__Problem__
Format the material from the line with "Pick-planner input: for every instance of the light" to the line with "point(102, 107)" as a two-column CSV with the header text,answer. Give one row per entry, put each field in quotes, and turn any line breaks into spaces.

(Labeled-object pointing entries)

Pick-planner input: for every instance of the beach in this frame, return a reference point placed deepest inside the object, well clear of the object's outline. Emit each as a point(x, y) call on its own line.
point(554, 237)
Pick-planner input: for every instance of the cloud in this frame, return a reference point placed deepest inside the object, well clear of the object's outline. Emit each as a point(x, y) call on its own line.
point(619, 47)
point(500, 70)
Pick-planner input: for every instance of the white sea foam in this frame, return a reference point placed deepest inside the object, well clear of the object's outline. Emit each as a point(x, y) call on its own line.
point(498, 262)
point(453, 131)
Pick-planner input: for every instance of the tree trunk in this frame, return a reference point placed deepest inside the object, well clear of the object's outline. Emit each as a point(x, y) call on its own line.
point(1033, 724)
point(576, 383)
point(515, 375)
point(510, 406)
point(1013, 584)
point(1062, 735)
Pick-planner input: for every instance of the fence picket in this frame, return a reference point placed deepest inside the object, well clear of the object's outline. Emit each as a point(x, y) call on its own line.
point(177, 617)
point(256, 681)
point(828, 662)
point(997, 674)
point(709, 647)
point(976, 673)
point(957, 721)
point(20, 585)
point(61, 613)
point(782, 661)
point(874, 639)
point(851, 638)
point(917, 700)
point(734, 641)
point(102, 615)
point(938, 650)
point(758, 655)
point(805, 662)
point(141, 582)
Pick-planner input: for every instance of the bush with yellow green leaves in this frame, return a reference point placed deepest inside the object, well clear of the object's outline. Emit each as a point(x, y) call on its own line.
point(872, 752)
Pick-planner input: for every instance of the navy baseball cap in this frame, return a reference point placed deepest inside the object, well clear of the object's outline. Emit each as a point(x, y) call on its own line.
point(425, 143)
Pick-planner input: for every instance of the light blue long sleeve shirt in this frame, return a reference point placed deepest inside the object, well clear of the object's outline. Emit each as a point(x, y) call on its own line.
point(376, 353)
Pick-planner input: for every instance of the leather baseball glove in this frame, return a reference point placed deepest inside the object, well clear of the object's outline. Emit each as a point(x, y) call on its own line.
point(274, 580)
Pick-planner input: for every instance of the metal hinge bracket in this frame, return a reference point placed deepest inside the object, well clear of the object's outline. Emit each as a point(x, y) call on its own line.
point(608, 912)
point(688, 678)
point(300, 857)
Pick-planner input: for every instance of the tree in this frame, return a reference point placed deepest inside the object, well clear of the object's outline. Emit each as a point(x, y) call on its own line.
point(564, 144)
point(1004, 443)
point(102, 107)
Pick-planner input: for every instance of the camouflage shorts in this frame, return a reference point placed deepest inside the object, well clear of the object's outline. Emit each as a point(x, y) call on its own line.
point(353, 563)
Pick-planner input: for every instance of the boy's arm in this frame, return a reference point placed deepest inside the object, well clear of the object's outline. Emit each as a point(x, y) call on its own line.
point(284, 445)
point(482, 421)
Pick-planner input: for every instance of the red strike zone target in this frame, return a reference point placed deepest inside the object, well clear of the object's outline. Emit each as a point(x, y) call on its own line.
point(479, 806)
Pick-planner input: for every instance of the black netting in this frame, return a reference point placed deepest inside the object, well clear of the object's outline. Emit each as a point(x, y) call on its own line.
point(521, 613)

__Worked answer__
text,answer
"Pick-planner input: for every instance of the light blue long sleeve shirt in this frame, return a reference point placed deepest inside the object, well clear of the object's outline. Emit each as a point(x, y) call on its own line.","point(376, 353)"
"Pick-planner input: for every instance of the leather baseball glove in this frame, return a reference point placed deepest inside the object, well clear of the object's outline. Emit each as a point(x, y) call on its own line.","point(274, 580)"
"Pick-planner input: for every instance of the metal hinge bracket in this frame, return a reference point placed deepest inside the object, well clear of the object's outline. Emit each as a point(x, y) call on its own line.","point(608, 912) point(688, 678) point(300, 857)"
"Pick-planner input: for every instance of the tree in this frame, return a reference point placed deepest inside the object, well clear of the object's outline. Emit each as a point(x, y) call on its own line.","point(564, 144) point(1004, 443) point(102, 107)"